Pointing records
· · · · · · ·
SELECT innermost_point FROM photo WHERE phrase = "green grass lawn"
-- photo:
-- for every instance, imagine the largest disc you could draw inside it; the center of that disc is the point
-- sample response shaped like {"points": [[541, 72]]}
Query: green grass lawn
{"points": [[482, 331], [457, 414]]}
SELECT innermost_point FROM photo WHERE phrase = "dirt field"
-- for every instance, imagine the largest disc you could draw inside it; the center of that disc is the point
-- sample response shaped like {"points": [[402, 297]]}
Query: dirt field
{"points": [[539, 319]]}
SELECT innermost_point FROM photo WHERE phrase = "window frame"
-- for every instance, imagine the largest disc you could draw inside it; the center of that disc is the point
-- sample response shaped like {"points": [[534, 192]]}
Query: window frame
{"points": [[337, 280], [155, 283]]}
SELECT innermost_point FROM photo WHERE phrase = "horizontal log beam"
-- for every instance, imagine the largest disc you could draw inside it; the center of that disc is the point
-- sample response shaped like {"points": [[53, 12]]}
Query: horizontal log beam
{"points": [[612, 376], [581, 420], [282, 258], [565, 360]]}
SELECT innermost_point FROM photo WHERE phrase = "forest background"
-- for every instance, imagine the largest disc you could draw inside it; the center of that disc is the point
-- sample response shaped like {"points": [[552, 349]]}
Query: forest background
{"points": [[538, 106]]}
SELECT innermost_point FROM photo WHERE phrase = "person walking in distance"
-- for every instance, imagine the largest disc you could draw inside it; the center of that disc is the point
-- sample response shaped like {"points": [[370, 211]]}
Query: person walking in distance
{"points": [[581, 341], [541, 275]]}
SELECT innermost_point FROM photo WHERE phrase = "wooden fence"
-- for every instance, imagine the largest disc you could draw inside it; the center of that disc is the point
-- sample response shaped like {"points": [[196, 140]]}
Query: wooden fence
· · · · · · ·
:: WORK TO COMPLETE ::
Reproduce every entry shown above, precisely as it stands.

:: COMPLETED TASK ::
SELECT innermost_point FROM photo WHERE phrase = "green grass lawn"
-- photo:
-- for every instance, imagine the largest disc you could draw inside it; the center of that disc is the point
-- sample response shaped like {"points": [[541, 72]]}
Query: green grass lawn
{"points": [[482, 331], [457, 414]]}
SELECT innermost_point FROM photo WHERE phrase = "dirt field"
-- for every instance, imagine the largest disc you could draw inside it; the center of that disc is the point
-- sample response shaped like {"points": [[402, 297]]}
Query: dirt field
{"points": [[539, 319]]}
SELECT innermost_point FROM photo WHERE phrase = "window frame"
-- for every instance, imagine the largest disc you could draw inside it; the center of that disc is the point
-- sample response shaped like {"points": [[534, 192]]}
Query: window frame
{"points": [[337, 280], [155, 283]]}
SELECT innermost_point FROM photo WHERE phrase = "horizontal log beam"
-- for every instance, imagine the largest disc you could draw inside it; the center of that disc is the point
-- sample response shaped like {"points": [[53, 12]]}
Query: horizontal log beam
{"points": [[612, 376], [581, 420], [282, 258], [565, 360]]}
SELECT innermost_point FROM photo WHERE phrase = "forest background"
-- for every instance, imagine the largest disc you could draw inside it; the center of that disc is the point
-- sample response shaped like {"points": [[552, 349]]}
Query: forest background
{"points": [[538, 106]]}
SELECT innermost_point FROM photo WHERE phrase = "person walking in distance"
-- for every instance, imagine the largest disc you could draw inside it; the center of that disc is the point
-- sample response shaped like {"points": [[370, 211]]}
Query: person walking in distance
{"points": [[581, 341], [541, 275]]}
SELECT innermost_point FROM photo WHERE phrase = "wooden fence"
-- for every instance, imagine the largest disc you could draw inside it; the center of that disc is the point
-- sample response shaped like {"points": [[196, 140]]}
Query: wooden fence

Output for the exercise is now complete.